* **Aim of the exercise**:
Please print each record below exactly as it is written.

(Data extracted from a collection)
···

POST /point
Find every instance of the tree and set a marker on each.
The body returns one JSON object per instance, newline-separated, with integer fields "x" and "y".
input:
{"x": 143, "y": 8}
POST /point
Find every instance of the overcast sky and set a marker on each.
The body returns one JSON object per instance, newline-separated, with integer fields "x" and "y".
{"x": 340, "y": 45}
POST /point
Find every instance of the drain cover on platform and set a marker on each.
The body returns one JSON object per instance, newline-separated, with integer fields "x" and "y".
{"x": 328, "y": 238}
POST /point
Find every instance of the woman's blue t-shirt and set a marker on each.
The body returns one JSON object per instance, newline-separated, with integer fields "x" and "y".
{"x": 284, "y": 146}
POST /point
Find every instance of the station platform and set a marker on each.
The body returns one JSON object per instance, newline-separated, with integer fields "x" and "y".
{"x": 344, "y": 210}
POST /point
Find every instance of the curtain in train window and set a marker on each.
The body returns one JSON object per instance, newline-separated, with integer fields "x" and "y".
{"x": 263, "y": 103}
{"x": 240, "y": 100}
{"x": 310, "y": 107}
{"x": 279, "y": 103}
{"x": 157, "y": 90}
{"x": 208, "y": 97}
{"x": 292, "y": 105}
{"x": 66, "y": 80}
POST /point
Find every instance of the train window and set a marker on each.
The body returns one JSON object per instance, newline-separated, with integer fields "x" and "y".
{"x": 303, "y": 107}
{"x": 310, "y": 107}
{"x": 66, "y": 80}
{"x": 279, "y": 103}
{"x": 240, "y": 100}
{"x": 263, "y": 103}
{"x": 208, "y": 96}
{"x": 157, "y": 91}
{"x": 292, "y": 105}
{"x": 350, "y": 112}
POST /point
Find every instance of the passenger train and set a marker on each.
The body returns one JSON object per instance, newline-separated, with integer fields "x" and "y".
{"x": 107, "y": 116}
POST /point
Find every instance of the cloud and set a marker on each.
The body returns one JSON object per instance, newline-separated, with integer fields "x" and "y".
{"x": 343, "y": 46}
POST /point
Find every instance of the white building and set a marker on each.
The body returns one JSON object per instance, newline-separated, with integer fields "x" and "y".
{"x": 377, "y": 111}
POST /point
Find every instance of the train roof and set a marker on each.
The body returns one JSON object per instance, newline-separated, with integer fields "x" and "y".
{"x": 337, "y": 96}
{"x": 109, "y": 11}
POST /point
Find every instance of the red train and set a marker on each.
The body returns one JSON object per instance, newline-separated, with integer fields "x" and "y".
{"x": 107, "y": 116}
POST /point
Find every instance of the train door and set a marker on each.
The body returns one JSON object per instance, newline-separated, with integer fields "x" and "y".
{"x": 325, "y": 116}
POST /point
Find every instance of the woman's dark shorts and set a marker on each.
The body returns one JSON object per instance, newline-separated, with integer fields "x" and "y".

···

* **Written reply**:
POST /point
Find every instance of the tree and set a marker on each.
The body returns one JSON object per instance, newline-separated, with integer fields "x" and "y".
input:
{"x": 143, "y": 8}
POST /point
Find every instance of the overcast sky and set a marker on each.
The body returns one JSON object per instance, newline-separated, with integer fields "x" and "y".
{"x": 340, "y": 45}
POST /point
Find every instance of the drain cover on platform and set a marker on each.
The body returns one JSON object per instance, newline-separated, with integer fields "x" and "y".
{"x": 328, "y": 238}
POST /point
Find every instance of the woman's blue t-shirt and set a marker on each.
The body returns one JSON object per instance, newline-separated, with integer fields "x" and "y".
{"x": 284, "y": 146}
POST /point
Find every instance of the station platform and set a marker on each.
The body returns one JSON object per instance, newline-separated, with integer fields "x" and "y".
{"x": 344, "y": 210}
POST /point
Find every instance of the curtain in train window and set a marker on each.
The body returns one JSON object per instance, newline-separated, with integer fields "x" and "y".
{"x": 263, "y": 103}
{"x": 240, "y": 100}
{"x": 310, "y": 107}
{"x": 279, "y": 103}
{"x": 157, "y": 90}
{"x": 208, "y": 97}
{"x": 292, "y": 105}
{"x": 66, "y": 80}
POST /point
Find every instance of the train window and set a marker on each.
The body returns one JSON object per instance, newline-separated, with integer fields "x" and "y".
{"x": 303, "y": 107}
{"x": 310, "y": 107}
{"x": 66, "y": 80}
{"x": 279, "y": 103}
{"x": 240, "y": 100}
{"x": 263, "y": 103}
{"x": 208, "y": 96}
{"x": 157, "y": 91}
{"x": 292, "y": 105}
{"x": 350, "y": 112}
POST /point
Find every instance of the passenger train and set a marker on each.
The body returns one JSON object per instance, newline-separated, with integer fields "x" and "y".
{"x": 107, "y": 116}
POST /point
Find every instance of the cloud and set a marker on each.
The body returns one JSON object per instance, newline-separated, with integer fields "x" and "y".
{"x": 343, "y": 46}
POST /point
Find every instance of the white building and set a marker on each.
The body returns one JSON object per instance, newline-separated, with integer fields "x" and "y".
{"x": 377, "y": 111}
POST /point
Find every instance of the train roof and set a marker on each.
The body returns one JSON object per instance, newline-separated, with integer fields "x" and "y".
{"x": 337, "y": 96}
{"x": 109, "y": 11}
POST /point
Find every instance of the red train and set a marker on each.
The body returns one JSON object per instance, newline-separated, with integer fields "x" and "y".
{"x": 107, "y": 116}
POST /point
Find every instance of the train door and set a marker on each.
The body returns one JSON object per instance, newline-separated, with integer fields "x" and "y".
{"x": 325, "y": 116}
POST /point
Find every instance of the woman's dark shorts and set a marker on each.
The body returns one JSON object per instance, newline-separated, with integer fields "x" and "y".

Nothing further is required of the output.